• EXCERPT:
━━━━━━━━
The usual method of moving the taskbar is to click and hold in a solid grey area of the bar, then drag it back to where you want it.

Is this method not working?


----------



## KarenCG (May 31, 2005)

Yes, that's exactly what I did. I clicked on the blank gray area, held down the button and try to drag it to the bottom or another location, but it just won't move.

KarenCG


----------



## Ginosko (May 11, 2004)

Right click on the taskbar and make sure "lock taskbar" isn't checked.

|
\ /
Sry didn't see it was 95.


----------



## KarenCG (May 31, 2005)

I don't have a "lock taskbar"


KarenCG


----------



## 1069 (Sep 7, 2004)

How did you come to move the task bar in the first place? Did you move it accidentally or did it move by itself ? 
I am convinced that if you left click (and hold) in a solid, unused part of the bar, and drag it - it will move.


----------



## KarenCG (May 31, 2005)
━━━━━━━━
• SUPPLIED MATERIAL:
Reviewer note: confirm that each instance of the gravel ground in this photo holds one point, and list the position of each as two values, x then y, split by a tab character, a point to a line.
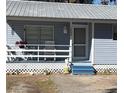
86	84
22	87
63	83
━━━━━━━━
• SET PROBLEM:
In the forum thread on moving the taskbar, what does Ginosko say to make sure of after right-clicking the taskbar?

• OUTPUT FOR THIS EXERCISE:
Make sure "lock taskbar" isn't checked.